### REQUIRED WORK
Put every line of the entries below into a Markdown table with two columns, Row and Line. Number the rows and leave out any blank lines.

### SUPPLIED INFORMATION
-.-.-

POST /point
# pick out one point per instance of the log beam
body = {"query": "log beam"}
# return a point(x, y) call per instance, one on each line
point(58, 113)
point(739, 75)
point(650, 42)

-.-.-

### SOLUTION TO THIS PROBLEM
| Row | Line |
|---|---|
| 1 | POST /point |
| 2 | # pick out one point per instance of the log beam |
| 3 | body = {"query": "log beam"} |
| 4 | # return a point(x, y) call per instance, one on each line |
| 5 | point(58, 113) |
| 6 | point(739, 75) |
| 7 | point(650, 42) |